[A block of data]
►

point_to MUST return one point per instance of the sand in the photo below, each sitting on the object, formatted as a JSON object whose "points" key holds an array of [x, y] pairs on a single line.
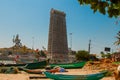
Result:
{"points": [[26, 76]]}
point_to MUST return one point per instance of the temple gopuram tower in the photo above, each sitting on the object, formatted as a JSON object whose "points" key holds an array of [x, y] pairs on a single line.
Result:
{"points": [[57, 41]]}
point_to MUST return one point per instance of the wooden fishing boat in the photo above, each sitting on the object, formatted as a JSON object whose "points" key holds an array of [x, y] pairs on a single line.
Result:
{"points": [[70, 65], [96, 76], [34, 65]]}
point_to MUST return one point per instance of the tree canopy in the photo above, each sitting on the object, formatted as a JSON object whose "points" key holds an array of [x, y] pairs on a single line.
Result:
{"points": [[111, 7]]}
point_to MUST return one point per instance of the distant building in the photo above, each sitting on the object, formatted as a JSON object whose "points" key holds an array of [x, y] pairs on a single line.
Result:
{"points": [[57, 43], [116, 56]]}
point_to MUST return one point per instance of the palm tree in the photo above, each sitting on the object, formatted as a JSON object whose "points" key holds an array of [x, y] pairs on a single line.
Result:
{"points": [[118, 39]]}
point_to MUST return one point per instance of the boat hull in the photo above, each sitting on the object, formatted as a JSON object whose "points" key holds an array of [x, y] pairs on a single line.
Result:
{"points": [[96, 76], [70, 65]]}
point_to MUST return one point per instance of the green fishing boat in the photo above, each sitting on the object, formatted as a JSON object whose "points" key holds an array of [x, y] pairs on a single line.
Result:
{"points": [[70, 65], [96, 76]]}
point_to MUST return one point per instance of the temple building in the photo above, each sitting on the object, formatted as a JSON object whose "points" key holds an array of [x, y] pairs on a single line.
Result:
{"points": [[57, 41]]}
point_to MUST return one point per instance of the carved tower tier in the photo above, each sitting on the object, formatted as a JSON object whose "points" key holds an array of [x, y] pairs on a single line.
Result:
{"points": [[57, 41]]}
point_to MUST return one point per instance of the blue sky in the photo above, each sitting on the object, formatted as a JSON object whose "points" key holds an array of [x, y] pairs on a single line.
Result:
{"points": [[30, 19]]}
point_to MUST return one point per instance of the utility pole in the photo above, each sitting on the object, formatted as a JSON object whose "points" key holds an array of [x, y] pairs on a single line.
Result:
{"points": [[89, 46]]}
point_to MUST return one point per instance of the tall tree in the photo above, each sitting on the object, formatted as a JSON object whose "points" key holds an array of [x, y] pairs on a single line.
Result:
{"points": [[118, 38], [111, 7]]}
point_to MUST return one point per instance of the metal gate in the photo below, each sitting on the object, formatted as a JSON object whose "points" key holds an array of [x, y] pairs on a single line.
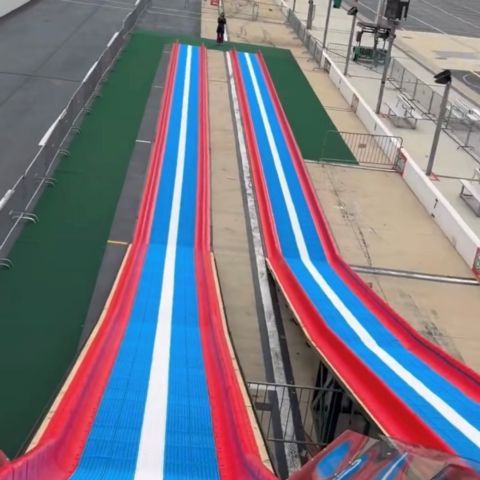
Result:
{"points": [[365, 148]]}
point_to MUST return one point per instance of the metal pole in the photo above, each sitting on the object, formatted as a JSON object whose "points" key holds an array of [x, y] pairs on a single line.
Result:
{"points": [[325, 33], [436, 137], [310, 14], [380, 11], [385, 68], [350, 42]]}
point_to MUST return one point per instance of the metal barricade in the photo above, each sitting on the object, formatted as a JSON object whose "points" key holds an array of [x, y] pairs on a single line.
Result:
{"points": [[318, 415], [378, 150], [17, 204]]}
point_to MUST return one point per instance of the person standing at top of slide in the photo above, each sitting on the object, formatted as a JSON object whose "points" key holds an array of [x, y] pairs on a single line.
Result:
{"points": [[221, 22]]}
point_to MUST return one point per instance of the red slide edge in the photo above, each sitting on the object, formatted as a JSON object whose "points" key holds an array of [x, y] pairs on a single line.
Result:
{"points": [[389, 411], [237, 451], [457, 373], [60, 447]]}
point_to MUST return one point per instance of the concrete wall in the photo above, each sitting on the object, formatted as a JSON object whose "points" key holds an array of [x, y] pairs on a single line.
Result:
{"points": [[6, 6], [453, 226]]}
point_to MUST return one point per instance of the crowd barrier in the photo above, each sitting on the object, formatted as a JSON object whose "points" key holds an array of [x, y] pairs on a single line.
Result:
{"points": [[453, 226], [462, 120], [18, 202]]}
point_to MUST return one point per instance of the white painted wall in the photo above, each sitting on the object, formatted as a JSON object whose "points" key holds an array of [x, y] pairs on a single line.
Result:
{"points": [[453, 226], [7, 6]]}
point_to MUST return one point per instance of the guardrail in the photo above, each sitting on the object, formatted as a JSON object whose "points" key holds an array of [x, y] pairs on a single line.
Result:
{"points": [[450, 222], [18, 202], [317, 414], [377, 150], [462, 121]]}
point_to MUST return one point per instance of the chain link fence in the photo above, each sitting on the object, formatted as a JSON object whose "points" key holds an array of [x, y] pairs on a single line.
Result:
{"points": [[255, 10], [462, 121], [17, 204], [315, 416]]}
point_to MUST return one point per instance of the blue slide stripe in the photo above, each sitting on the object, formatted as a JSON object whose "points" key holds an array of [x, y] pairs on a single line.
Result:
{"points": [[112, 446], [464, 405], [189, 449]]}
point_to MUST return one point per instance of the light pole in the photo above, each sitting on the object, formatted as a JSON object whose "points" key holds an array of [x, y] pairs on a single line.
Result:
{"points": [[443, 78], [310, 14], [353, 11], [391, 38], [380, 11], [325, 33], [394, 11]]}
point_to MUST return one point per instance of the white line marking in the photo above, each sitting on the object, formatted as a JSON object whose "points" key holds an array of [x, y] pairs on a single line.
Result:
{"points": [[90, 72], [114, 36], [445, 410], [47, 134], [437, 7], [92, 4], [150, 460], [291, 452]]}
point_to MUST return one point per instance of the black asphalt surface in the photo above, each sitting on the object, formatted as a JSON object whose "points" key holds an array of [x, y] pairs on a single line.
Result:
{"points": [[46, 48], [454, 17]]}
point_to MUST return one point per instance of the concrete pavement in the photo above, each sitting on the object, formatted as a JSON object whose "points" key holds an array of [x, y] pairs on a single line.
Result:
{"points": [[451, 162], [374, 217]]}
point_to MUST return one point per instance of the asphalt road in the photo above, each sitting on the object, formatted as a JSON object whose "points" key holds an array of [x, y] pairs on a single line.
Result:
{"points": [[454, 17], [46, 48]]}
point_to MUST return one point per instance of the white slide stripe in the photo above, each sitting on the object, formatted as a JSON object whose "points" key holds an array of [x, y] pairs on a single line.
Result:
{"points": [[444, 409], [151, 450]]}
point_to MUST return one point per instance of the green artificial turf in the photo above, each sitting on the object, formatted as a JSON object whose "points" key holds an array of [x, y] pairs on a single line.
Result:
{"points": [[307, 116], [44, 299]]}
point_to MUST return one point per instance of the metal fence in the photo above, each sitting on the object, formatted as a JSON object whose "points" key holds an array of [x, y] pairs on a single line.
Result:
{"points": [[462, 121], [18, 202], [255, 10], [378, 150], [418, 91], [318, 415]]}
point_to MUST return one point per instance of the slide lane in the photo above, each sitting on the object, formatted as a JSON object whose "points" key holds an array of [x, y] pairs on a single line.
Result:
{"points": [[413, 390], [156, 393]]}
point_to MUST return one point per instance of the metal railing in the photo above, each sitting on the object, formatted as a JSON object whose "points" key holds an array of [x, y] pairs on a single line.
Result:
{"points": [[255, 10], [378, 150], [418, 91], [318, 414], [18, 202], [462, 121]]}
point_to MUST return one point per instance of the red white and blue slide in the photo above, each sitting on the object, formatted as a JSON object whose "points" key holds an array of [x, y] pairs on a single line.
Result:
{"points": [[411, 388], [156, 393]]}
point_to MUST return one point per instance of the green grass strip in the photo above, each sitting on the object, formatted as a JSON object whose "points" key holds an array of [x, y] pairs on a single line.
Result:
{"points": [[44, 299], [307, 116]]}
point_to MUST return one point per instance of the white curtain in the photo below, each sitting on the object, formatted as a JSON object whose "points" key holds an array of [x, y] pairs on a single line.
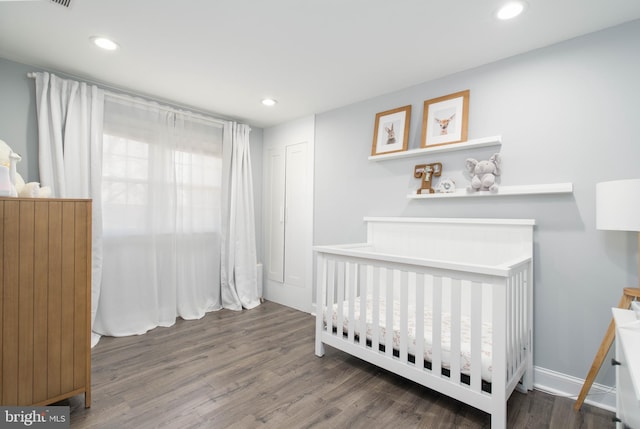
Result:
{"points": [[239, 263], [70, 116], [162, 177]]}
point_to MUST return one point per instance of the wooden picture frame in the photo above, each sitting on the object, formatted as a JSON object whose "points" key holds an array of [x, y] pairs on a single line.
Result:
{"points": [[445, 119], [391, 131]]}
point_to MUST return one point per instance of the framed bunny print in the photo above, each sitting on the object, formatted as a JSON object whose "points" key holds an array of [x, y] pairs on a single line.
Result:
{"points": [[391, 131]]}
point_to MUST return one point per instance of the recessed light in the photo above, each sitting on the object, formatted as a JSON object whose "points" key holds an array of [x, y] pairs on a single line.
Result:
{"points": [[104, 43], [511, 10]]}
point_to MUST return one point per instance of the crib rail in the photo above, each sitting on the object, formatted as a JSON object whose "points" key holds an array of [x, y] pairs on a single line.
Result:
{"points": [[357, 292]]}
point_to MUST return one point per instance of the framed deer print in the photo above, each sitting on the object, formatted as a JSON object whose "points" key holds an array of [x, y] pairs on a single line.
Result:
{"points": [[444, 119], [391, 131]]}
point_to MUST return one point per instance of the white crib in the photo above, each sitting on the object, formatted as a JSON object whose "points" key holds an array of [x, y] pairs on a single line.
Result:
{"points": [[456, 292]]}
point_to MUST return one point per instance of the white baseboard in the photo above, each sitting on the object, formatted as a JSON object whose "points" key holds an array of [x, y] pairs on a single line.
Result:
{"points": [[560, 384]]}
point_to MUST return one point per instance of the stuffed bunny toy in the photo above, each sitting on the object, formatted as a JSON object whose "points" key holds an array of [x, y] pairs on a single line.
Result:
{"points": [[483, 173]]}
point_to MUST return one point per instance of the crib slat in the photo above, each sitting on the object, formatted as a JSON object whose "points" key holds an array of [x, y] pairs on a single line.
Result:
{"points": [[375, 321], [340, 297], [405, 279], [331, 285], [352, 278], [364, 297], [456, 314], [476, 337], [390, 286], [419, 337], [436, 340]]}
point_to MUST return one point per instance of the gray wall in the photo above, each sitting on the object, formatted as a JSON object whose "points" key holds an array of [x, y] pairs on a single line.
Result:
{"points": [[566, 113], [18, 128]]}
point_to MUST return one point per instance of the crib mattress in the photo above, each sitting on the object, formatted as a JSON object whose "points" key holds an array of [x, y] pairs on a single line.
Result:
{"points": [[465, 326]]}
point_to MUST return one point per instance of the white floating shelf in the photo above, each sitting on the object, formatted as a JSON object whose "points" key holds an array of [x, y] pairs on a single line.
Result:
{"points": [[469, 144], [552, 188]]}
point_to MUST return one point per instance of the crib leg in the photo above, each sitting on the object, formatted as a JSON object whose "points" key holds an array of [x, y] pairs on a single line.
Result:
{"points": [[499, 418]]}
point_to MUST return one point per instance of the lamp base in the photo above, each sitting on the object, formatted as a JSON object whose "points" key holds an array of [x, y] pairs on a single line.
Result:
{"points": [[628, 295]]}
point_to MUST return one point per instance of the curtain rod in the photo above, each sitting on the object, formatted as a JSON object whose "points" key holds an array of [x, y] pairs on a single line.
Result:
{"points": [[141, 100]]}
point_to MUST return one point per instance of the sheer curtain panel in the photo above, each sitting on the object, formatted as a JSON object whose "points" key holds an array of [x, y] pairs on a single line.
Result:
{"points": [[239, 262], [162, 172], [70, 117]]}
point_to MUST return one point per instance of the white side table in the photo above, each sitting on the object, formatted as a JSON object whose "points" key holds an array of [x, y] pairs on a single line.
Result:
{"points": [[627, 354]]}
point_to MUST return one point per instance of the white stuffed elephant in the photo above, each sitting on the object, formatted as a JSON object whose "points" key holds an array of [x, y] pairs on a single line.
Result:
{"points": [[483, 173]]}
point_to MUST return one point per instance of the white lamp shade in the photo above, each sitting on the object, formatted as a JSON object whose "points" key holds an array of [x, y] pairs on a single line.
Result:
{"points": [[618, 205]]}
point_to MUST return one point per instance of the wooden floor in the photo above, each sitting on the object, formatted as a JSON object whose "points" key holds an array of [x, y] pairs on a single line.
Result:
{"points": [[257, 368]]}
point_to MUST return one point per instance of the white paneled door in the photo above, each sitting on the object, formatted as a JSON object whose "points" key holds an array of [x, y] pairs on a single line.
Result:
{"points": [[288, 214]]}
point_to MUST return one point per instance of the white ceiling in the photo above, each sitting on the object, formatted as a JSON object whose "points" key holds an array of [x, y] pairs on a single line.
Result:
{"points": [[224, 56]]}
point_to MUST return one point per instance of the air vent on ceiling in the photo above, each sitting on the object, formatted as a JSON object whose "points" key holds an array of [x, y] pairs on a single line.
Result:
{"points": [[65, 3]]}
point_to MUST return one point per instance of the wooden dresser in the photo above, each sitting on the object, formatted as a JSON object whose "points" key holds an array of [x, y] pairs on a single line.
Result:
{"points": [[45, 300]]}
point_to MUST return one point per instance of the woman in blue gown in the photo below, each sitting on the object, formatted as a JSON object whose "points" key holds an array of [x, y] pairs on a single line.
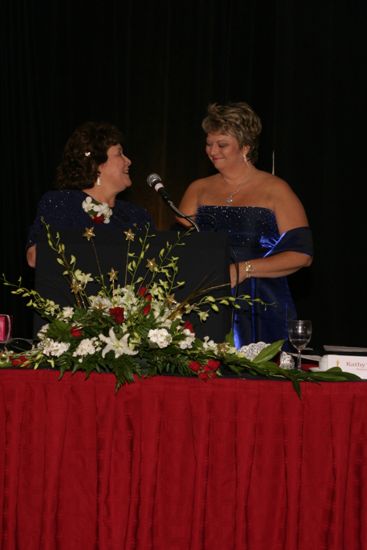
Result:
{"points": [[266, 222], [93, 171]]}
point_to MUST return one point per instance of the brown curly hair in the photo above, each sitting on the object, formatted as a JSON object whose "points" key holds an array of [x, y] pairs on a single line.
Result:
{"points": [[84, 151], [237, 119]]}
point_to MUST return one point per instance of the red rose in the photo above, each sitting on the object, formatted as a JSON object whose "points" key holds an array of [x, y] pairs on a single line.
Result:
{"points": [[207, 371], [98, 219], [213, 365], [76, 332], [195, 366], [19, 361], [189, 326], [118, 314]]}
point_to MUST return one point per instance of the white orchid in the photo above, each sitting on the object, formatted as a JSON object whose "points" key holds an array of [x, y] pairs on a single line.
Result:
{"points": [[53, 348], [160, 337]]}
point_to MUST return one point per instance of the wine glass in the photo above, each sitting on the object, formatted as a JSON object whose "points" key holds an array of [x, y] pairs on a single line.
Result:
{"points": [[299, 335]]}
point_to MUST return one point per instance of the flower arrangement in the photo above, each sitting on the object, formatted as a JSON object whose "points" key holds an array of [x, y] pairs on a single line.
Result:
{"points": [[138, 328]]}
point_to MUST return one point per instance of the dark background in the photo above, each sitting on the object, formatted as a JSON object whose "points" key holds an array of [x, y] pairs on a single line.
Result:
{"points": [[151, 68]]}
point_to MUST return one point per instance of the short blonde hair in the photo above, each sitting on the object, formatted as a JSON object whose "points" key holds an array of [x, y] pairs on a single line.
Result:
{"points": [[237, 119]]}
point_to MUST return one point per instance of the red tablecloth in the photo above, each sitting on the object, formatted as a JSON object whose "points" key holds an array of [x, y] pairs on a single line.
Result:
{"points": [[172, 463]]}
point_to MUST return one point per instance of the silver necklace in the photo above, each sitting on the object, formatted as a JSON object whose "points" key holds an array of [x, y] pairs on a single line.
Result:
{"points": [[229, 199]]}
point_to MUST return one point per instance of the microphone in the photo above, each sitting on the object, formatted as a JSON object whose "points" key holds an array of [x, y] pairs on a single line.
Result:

◄

● **Given instruction**
Copy word for word the rows starting with the line containing "point_to MUST return one point per instance of the microphone" and continuing through the end of the rows.

● **Exercise response**
point_to MUST return one point per instance of the microphone in the photo above, each sitting on the object, formatted as a JSON object whose "points" key holds an array of [x, y] pairs on a single line.
Result:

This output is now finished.